Problem requirements: Which lines in the items below contain the word "water", with case counting? Find each one and copy it out.

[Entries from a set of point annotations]
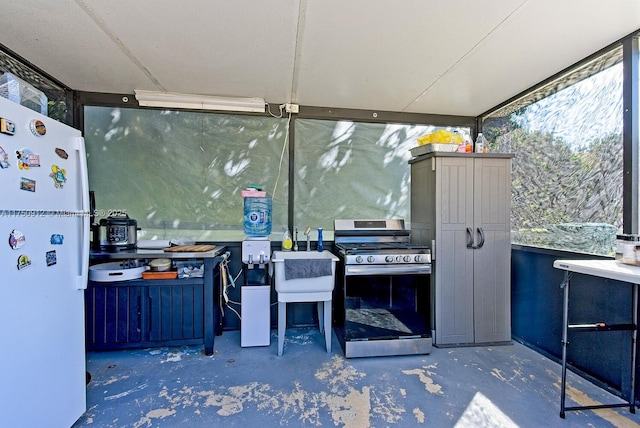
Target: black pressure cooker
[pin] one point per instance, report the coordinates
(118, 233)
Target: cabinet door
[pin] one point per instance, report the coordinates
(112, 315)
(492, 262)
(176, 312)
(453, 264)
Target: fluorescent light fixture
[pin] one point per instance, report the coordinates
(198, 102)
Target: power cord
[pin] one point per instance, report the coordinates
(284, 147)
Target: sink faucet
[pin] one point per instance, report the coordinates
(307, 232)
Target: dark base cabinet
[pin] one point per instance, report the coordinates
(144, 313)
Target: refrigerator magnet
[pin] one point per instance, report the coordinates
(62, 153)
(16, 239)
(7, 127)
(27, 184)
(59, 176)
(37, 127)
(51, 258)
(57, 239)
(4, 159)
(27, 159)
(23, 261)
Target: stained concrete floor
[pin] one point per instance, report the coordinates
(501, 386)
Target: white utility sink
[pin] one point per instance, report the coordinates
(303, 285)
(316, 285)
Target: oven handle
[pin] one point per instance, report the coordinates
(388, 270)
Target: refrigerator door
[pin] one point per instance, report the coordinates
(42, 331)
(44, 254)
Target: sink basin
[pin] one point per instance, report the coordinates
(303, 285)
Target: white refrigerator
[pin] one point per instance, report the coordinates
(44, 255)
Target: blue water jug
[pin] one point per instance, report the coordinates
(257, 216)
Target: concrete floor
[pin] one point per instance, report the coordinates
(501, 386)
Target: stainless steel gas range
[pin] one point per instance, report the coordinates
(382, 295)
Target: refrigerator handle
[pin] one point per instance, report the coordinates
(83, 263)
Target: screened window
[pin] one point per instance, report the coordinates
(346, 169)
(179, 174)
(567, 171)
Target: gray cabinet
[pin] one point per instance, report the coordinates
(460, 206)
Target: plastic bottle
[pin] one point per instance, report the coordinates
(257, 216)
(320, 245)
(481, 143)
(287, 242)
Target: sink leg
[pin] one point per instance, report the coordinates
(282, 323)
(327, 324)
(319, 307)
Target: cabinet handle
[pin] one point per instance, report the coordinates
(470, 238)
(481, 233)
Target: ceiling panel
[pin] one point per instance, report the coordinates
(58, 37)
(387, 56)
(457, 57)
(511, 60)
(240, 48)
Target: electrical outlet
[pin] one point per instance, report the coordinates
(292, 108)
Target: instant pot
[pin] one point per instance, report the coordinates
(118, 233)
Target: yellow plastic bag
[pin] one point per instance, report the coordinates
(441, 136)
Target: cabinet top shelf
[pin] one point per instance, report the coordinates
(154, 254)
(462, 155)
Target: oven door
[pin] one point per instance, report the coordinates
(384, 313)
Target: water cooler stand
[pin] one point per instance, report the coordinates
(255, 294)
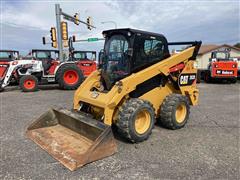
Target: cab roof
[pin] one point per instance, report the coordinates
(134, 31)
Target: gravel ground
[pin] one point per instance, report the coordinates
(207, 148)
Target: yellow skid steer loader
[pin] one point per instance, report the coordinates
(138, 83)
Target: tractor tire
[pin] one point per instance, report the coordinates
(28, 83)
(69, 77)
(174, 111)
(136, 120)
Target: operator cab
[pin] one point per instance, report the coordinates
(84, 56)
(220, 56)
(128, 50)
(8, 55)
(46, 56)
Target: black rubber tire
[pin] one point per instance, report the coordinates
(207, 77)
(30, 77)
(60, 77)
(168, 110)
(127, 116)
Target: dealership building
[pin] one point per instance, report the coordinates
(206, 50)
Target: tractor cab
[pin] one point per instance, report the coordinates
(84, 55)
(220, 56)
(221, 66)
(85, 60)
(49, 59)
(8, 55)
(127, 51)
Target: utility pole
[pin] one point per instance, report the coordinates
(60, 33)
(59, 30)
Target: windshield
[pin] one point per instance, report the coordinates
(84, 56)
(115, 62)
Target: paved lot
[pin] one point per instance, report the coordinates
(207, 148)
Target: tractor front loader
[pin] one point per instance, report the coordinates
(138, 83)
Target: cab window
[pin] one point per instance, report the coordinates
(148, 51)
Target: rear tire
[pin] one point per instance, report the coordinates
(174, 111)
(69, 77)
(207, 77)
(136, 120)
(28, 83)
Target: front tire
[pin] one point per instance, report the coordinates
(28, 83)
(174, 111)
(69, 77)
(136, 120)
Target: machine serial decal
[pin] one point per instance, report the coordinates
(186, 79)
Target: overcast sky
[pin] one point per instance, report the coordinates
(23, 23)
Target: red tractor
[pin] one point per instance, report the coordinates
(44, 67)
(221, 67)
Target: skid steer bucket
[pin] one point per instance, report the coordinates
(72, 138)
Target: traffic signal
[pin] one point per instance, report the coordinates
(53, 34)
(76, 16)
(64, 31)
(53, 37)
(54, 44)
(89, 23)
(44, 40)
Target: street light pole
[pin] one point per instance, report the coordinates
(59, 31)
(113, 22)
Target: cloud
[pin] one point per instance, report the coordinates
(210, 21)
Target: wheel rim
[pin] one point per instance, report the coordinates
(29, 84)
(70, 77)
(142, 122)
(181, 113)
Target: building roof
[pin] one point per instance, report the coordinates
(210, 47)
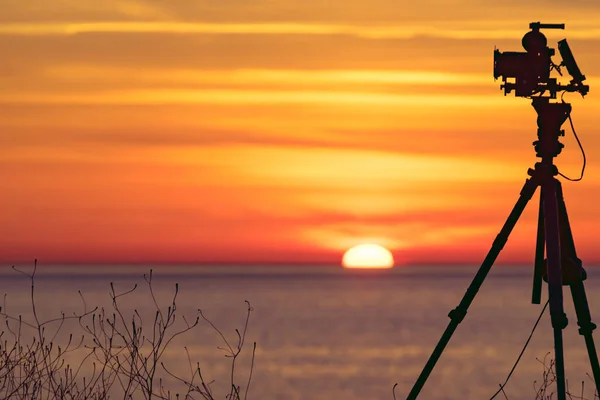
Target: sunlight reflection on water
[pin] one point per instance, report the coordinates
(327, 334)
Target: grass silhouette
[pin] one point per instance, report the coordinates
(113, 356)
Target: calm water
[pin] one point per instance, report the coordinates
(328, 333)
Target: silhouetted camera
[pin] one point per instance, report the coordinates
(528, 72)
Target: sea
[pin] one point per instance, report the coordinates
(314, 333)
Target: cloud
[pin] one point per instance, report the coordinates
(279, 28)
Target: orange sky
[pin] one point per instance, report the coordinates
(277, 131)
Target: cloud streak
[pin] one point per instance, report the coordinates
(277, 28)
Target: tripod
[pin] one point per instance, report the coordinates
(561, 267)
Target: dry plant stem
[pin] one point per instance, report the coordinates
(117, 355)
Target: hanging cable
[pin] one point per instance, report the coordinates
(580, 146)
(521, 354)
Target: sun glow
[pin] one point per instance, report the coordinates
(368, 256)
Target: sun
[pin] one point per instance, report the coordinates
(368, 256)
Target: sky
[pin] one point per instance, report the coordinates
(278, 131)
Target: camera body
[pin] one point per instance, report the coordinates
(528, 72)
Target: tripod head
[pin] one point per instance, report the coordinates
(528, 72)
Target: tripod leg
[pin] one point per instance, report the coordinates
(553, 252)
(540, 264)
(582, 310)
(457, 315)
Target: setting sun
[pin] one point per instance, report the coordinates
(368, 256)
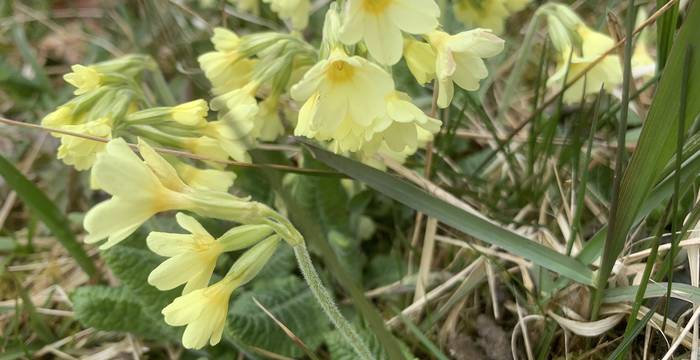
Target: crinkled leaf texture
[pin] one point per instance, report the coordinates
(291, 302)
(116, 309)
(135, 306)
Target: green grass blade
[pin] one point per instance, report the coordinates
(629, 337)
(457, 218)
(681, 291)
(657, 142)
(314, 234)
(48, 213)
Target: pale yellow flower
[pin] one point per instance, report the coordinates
---
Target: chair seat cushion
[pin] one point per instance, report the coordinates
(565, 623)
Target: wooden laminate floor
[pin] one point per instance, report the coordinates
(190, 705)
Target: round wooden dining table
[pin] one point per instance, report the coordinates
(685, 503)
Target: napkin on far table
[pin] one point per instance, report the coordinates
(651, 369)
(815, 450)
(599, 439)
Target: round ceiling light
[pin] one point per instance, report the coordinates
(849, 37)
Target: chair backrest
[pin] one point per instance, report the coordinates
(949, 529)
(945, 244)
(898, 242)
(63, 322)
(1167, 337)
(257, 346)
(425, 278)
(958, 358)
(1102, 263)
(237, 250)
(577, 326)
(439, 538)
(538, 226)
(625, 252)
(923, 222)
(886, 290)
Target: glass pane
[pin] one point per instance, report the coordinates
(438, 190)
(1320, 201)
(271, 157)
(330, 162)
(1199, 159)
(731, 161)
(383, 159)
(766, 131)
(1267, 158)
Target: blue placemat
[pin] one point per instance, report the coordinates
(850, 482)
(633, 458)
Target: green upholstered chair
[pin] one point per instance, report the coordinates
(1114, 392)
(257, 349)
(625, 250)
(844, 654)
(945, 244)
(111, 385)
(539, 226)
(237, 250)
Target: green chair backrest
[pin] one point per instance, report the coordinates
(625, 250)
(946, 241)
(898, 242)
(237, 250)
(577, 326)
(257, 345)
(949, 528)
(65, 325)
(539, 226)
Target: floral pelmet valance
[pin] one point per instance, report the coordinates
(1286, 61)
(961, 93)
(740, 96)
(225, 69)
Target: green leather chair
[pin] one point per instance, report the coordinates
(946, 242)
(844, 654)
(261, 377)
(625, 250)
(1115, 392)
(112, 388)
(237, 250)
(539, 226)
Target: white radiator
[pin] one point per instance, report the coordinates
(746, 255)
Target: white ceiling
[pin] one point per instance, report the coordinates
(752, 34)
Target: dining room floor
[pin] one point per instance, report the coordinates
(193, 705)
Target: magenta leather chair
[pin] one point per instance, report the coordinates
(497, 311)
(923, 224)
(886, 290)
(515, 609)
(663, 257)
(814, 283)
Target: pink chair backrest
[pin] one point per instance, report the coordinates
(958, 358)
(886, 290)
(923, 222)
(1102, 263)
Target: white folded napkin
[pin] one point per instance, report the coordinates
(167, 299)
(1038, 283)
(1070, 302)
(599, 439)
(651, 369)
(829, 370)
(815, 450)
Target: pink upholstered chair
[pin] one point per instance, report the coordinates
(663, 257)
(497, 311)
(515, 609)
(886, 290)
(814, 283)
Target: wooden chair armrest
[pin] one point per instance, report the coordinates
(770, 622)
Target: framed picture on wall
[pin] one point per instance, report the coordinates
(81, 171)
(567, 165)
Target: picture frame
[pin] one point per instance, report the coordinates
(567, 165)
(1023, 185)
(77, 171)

Task output:
Target: blue water jug
Target: water cooler stand
Target: sunlight reflection on water
Target: calm water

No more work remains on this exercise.